──────── SOURCE DOCUMENT

November 19, 2016 at 4:19 am

Hello Charles,

Very impressive explanation of various statistical calculations.
I have to figure out premium estimation on a set of prospect data within a particular industry. I have the sales volume data and need to find out the premiums. In order to complete that, I obtained customer data with the same criteria and need to find out a correlation multiplier between the customer premium and customer revenue which I can use to divide the prospect sales volume in order to obtain premium. Would you be able to direct me as to which formula to use?
Reply
- Charles
  
  November 21, 2016 at 8:49 am
  
  Martina,
  It sounds like you want to perform a regression. See the Regression webpage.
  Charles
  Reply
Loveleen

November 8, 2016 at 3:58 am

I have computed correltion in the group of 3 variables (a*b, b*c. a*c) using excell. The value of correlaion of subgroups either came out to be greater or less than the correlation value of total group. Is this possible and if yes, why?
Reply
- Charles
  
  November 8, 2016 at 7:13 am
  
  Sorry, but I don’t understand what you mean by the correlation of the total group. If you send me an Excel file with your data and calculations, I will try to answer your question. You can find my email address at Contact Us.
  Charles
  Reply
rhitz

June 22, 2016 at 1:46 pm

Hello
I am working on a report in which I have chosen certain parameters which are state wise population growth of a country as independent variable and its impact on growing demand on housing (dependent variable ) and I have also consider the amount which has been disbursed (dependent variable ) in order to meet the demand by then population. how can I apply correlation and regression model in order to understand the impact of independent variable on other variables
Reply
- Charles
  
  June 22, 2016 at 5:09 pm
  
  Rhitz,
  This sounds like a multiple regression problem. Please look at the regression portion of the website. You can start with the following webpages:
  Linear Regression
  Multiple Linear Regression
  Charles
  Reply
  - Viqui
    
    July 6, 2016 at 12:47 am
    
    what is the definition of correlated pairs?
    Reply
    - Charles
      
      July 6, 2016 at 8:52 am
      
      Viqui,
      I don’t know of a precise definition of correlated pair, but probably it is a pair of samples with a correlation that is significantly different from zero.
      Charles
      Reply
Vinnie Sappingfield

June 2, 2016 at 4:29 pm

Hi ,
How can I find the joint probability distribution from given correlation?

────────────────
──────── LISTING

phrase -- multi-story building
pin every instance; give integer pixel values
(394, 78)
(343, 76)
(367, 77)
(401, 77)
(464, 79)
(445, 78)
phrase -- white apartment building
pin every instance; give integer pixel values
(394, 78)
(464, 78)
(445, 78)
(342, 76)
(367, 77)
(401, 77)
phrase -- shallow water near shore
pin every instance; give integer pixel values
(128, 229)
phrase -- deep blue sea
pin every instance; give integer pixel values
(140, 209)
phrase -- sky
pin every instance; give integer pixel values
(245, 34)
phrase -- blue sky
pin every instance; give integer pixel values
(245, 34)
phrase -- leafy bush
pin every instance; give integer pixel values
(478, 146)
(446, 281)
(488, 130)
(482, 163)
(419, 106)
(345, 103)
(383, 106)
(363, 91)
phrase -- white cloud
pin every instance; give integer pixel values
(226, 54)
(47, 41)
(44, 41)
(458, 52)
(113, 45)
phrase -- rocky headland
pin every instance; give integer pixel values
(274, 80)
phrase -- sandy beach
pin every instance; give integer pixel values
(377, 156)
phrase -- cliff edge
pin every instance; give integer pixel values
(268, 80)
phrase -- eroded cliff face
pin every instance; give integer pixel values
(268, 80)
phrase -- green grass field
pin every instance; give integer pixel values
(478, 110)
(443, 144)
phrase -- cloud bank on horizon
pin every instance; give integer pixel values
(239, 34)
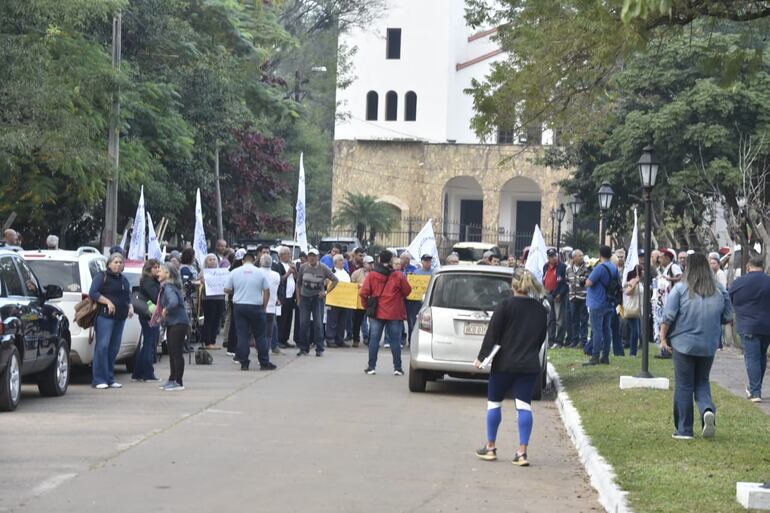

────────────────

TASK DETAILS:
Retype the passage of the forum thread on correlation and regression from "Very impressive explanation" up to and including "the Regression webpage.".

TASK ANSWER:
Very impressive explanation of various statistical calculations.
I have to figure out premium estimation on a set of prospect data within a particular industry. I have the sales volume data and need to find out the premiums. In order to complete that, I obtained customer data with the same criteria and need to find out a correlation multiplier between the customer premium and customer revenue which I can use to divide the prospect sales volume in order to obtain premium. Would you be able to direct me as to which formula to use?
Reply
- Charles
  
  November 21, 2016 at 8:49 am
  
  Martina,
  It sounds like you want to perform a regression. See the Regression webpage.